• [ASSIGNMENT]: The entries are to be output in full, word for word.

(Phrase grounding data)
====
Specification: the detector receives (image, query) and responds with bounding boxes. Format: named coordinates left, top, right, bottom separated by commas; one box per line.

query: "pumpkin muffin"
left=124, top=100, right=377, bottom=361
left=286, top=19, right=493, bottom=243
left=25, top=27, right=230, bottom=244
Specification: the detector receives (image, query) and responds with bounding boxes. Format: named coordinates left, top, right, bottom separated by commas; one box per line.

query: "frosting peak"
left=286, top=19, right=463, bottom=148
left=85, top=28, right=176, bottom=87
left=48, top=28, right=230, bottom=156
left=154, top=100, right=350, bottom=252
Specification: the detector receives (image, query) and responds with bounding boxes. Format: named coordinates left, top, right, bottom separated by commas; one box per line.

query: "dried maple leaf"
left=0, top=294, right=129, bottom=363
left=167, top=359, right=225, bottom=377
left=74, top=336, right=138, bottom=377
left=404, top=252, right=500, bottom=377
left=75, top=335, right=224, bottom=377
====
• [THE COMPLETED TASK]:
Specification: the detector receives (image, query) and responds with bounding boxes. Format: named coordinates left, top, right, bottom separated by commas; one box per line.

query: "pumpkin muffin"
left=124, top=100, right=377, bottom=361
left=286, top=19, right=493, bottom=243
left=25, top=27, right=230, bottom=244
Specification: the detector receives (image, query) and responds with bounding boxes. Format: named coordinates left, top, right, bottom separated by commas; one box per line.

query: "frosting peak"
left=286, top=19, right=463, bottom=148
left=85, top=28, right=176, bottom=87
left=48, top=28, right=230, bottom=156
left=154, top=100, right=350, bottom=252
Specification: the detector receives (image, query) and responds with bounding boxes. Format: named coordinates left, top, right, bottom separated by commas; one box per line.

query: "dried maple leaf"
left=0, top=294, right=129, bottom=363
left=167, top=359, right=225, bottom=377
left=74, top=336, right=138, bottom=377
left=404, top=252, right=500, bottom=377
left=75, top=335, right=224, bottom=377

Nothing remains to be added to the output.